Retype everything from the start of the records down to the line containing "column 719, row 320", including both ends. Leave the pictures out of your copy.

__Data rows__:
-- Begin --
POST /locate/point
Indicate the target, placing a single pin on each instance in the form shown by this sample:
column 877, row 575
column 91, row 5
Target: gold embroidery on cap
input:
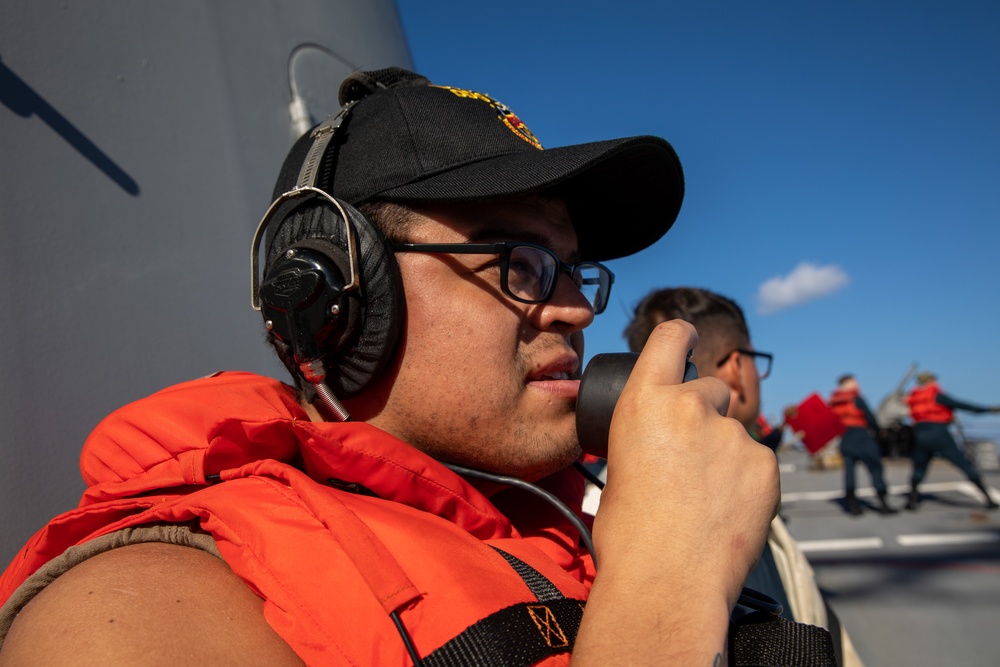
column 515, row 124
column 548, row 626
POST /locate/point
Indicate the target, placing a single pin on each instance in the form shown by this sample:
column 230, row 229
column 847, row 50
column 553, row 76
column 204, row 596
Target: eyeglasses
column 529, row 272
column 761, row 359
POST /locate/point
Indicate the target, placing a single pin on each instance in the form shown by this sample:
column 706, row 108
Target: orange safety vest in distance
column 924, row 406
column 336, row 526
column 842, row 404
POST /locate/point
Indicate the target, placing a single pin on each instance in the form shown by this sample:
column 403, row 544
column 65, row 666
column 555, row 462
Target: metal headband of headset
column 306, row 186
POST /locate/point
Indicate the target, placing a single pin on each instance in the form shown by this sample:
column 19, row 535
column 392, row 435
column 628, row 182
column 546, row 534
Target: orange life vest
column 843, row 405
column 924, row 406
column 335, row 525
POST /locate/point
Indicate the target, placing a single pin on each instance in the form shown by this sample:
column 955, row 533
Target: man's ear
column 730, row 373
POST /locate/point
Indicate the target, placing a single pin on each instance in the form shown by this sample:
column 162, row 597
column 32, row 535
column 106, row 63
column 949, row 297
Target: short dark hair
column 719, row 320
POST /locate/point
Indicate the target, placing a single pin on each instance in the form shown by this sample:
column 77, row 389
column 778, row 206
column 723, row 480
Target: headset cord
column 578, row 523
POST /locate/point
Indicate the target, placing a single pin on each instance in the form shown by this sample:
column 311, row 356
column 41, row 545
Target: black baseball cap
column 405, row 139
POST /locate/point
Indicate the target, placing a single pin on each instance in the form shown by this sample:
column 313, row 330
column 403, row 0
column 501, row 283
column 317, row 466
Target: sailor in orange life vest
column 857, row 444
column 426, row 268
column 932, row 411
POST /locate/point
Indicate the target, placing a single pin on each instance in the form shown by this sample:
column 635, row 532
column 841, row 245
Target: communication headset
column 329, row 290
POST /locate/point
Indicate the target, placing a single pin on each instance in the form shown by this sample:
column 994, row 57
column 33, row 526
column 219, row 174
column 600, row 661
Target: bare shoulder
column 146, row 604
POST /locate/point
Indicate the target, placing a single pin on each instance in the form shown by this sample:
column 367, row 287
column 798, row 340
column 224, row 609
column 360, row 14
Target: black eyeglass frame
column 751, row 353
column 504, row 249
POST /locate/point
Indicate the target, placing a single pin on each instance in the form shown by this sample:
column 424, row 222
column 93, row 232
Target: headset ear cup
column 352, row 369
column 372, row 315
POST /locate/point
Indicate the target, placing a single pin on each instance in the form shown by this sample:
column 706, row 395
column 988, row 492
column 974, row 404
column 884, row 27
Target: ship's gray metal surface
column 139, row 145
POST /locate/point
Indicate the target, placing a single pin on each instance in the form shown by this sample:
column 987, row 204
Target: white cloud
column 806, row 283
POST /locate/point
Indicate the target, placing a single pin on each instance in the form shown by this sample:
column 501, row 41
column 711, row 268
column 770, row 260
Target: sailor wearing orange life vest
column 857, row 444
column 932, row 411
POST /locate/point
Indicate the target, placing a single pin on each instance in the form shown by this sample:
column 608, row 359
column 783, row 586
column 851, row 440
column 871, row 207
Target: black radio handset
column 600, row 386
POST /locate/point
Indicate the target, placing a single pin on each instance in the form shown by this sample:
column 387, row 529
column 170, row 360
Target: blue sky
column 842, row 162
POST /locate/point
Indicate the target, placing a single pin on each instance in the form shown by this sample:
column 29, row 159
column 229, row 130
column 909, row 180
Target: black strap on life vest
column 529, row 632
column 520, row 635
column 764, row 639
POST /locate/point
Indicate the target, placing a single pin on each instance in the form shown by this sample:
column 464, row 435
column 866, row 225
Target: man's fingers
column 662, row 359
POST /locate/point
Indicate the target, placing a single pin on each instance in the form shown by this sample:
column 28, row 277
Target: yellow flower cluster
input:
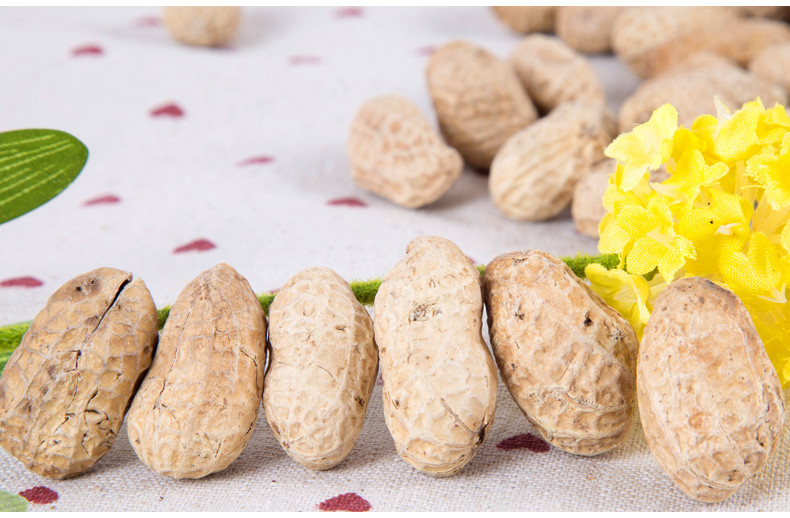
column 721, row 213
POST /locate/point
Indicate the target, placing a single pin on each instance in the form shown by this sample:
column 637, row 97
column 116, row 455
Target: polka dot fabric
column 237, row 155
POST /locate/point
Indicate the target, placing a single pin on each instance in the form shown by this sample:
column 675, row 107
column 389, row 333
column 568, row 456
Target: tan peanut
column 567, row 358
column 553, row 73
column 439, row 377
column 526, row 19
column 693, row 93
column 479, row 100
column 639, row 30
column 710, row 401
column 587, row 28
column 203, row 26
column 772, row 64
column 587, row 207
column 737, row 40
column 66, row 388
column 197, row 407
column 534, row 174
column 323, row 364
column 395, row 153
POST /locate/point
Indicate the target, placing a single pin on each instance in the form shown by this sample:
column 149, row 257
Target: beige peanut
column 693, row 93
column 587, row 28
column 479, row 100
column 639, row 30
column 197, row 407
column 203, row 26
column 439, row 377
column 395, row 153
column 772, row 64
column 553, row 73
column 66, row 388
column 737, row 40
column 534, row 174
column 567, row 358
column 526, row 19
column 323, row 364
column 710, row 401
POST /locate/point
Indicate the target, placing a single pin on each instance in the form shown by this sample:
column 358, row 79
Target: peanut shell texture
column 205, row 26
column 710, row 401
column 323, row 365
column 197, row 407
column 67, row 386
column 440, row 380
column 533, row 176
column 553, row 73
column 478, row 99
column 567, row 358
column 526, row 19
column 395, row 153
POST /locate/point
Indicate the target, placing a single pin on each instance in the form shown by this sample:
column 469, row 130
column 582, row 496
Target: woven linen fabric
column 237, row 155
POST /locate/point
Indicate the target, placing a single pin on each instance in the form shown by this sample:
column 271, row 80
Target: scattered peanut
column 526, row 19
column 737, row 40
column 692, row 93
column 535, row 172
column 639, row 30
column 479, row 100
column 66, row 388
column 439, row 377
column 772, row 64
column 323, row 364
column 204, row 26
column 197, row 407
column 395, row 153
column 710, row 401
column 587, row 28
column 567, row 358
column 552, row 73
column 587, row 207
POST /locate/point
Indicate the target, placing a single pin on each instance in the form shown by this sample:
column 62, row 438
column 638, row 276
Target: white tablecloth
column 254, row 173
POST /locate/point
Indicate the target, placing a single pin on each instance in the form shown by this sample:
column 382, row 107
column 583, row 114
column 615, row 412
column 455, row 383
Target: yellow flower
column 626, row 293
column 653, row 242
column 758, row 273
column 719, row 226
column 646, row 147
column 771, row 173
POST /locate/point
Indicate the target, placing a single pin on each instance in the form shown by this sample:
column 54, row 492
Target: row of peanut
column 711, row 404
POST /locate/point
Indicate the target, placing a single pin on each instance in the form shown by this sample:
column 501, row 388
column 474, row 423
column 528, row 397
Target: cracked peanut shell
column 196, row 409
column 567, row 358
column 439, row 377
column 322, row 368
column 710, row 401
column 479, row 100
column 66, row 388
column 395, row 153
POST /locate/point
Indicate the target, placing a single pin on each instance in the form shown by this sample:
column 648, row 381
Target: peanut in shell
column 710, row 401
column 197, row 407
column 323, row 363
column 478, row 99
column 439, row 377
column 395, row 153
column 567, row 358
column 66, row 388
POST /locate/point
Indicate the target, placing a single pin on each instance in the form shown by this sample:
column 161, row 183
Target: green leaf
column 35, row 166
column 9, row 502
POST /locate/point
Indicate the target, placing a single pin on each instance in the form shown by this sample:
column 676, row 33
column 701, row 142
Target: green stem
column 364, row 291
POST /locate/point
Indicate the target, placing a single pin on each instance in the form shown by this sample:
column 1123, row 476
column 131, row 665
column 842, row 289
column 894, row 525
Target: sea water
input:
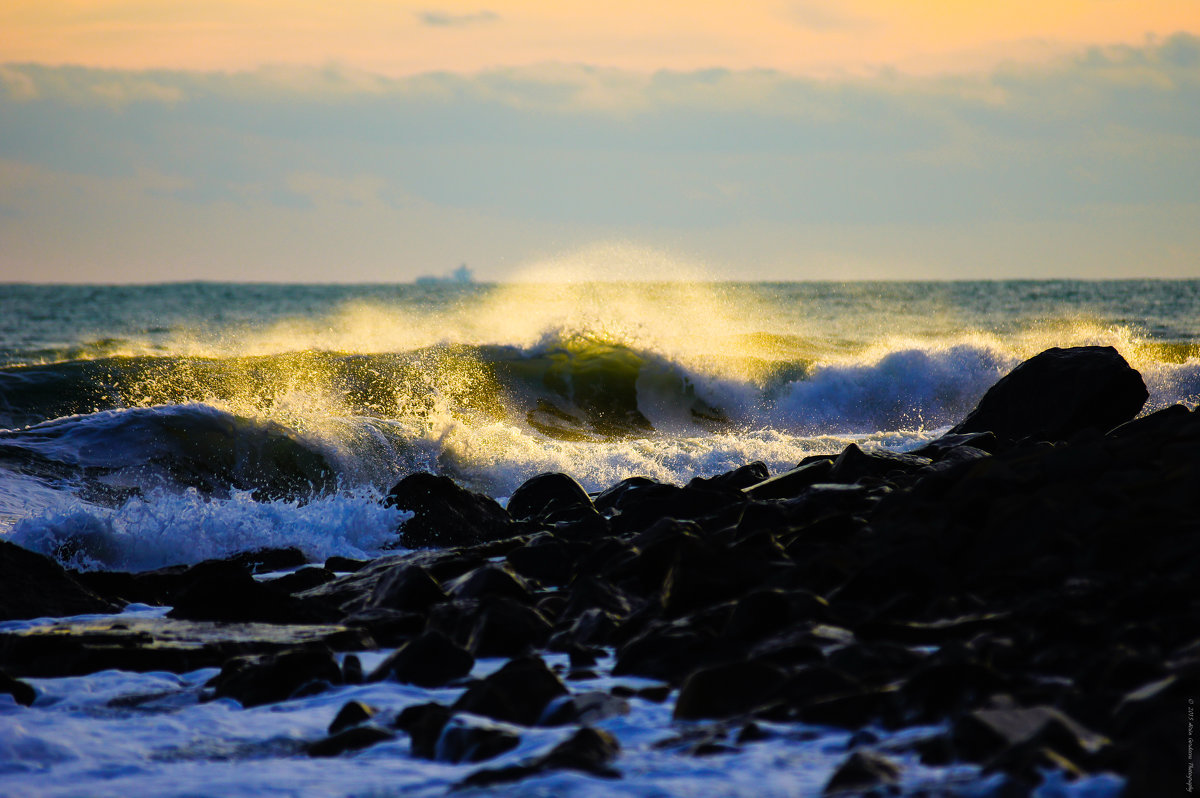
column 151, row 425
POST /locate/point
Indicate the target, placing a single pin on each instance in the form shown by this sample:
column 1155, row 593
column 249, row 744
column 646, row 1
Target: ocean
column 143, row 426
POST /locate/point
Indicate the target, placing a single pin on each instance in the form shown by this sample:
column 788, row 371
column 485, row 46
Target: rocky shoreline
column 1026, row 585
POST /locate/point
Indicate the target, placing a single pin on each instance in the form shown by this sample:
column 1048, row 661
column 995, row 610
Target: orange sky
column 389, row 37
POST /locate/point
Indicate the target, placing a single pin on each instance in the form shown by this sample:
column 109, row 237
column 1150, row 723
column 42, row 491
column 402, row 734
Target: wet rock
column 255, row 681
column 21, row 691
column 444, row 514
column 1059, row 394
column 33, row 586
column 345, row 564
column 546, row 493
column 351, row 714
column 507, row 628
column 424, row 724
column 588, row 750
column 729, row 690
column 517, row 694
column 792, row 483
column 408, row 588
column 982, row 735
column 735, row 480
column 429, row 660
column 490, row 581
column 853, row 465
column 472, row 741
column 862, row 771
column 585, row 708
column 141, row 645
column 546, row 558
column 303, row 580
column 225, row 591
column 349, row 739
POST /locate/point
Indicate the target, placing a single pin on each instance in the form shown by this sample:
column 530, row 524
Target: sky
column 377, row 141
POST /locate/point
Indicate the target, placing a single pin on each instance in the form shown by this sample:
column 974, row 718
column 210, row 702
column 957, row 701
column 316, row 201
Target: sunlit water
column 153, row 425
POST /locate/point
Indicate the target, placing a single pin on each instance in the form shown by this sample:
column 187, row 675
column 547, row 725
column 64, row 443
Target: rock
column 589, row 750
column 862, row 771
column 142, row 645
column 985, row 733
column 429, row 660
column 490, row 581
column 351, row 739
column 351, row 714
column 444, row 514
column 33, row 586
column 408, row 588
column 735, row 480
column 22, row 693
column 1059, row 394
column 585, row 708
column 727, row 690
column 256, row 681
column 508, row 628
column 853, row 465
column 424, row 724
column 225, row 591
column 517, row 694
column 472, row 741
column 545, row 495
column 345, row 564
column 792, row 483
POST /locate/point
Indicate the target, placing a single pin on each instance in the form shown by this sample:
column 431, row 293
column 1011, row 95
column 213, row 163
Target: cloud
column 691, row 155
column 447, row 19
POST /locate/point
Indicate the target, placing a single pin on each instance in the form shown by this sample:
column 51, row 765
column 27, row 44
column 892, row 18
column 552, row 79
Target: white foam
column 168, row 528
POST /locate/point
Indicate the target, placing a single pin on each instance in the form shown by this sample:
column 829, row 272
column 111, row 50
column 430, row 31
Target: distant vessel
column 460, row 276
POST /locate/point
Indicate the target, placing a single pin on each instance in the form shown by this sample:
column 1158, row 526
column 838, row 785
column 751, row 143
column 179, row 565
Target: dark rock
column 853, row 463
column 345, row 564
column 349, row 739
column 585, row 708
column 985, row 733
column 352, row 670
column 424, row 724
column 507, row 628
column 519, row 693
column 21, row 691
column 33, row 586
column 142, row 645
column 430, row 660
column 263, row 561
column 546, row 493
column 444, row 514
column 727, row 690
column 546, row 558
column 407, row 587
column 862, row 771
column 351, row 714
column 225, row 591
column 303, row 580
column 1059, row 394
column 735, row 480
column 256, row 681
column 490, row 581
column 589, row 750
column 792, row 483
column 471, row 741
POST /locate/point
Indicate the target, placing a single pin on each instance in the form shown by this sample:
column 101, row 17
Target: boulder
-- End --
__Task answer__:
POST /locate/point
Indicate the target, placing a single pin on each instance in the form shown by this sample:
column 877, row 575
column 91, row 5
Target: gold embroidery on cap
input:
column 515, row 124
column 548, row 626
POST /locate/point
Indicate the target, placing a single pin on each instance in the form shown by this sample:
column 230, row 229
column 847, row 50
column 553, row 76
column 204, row 596
Target: eyeglasses
column 529, row 272
column 761, row 359
POST /locate/point
Indicate the target, placing a single pin on each instance in the form shown by this sample:
column 706, row 108
Target: orange safety vest in distance
column 924, row 406
column 336, row 526
column 842, row 404
POST /locate/point
Indicate the target, placing a single pin on each instance in the form shown by this sample:
column 403, row 544
column 65, row 666
column 555, row 462
Target: metal headband of headset
column 306, row 186
POST /locate/point
Indicate the target, placing a single pin on each instance in the form shown by this sample:
column 19, row 535
column 392, row 435
column 628, row 182
column 546, row 534
Target: orange life vest
column 843, row 405
column 924, row 406
column 335, row 525
POST /locate/point
Indicate the target, placing a single pin on each instance in the form shown by this sample:
column 955, row 533
Target: man's ear
column 730, row 373
POST /locate/point
Indicate the target, placing a single pin on each instance in the form shown by this sample:
column 162, row 597
column 32, row 535
column 106, row 63
column 949, row 297
Target: short dark hair
column 719, row 320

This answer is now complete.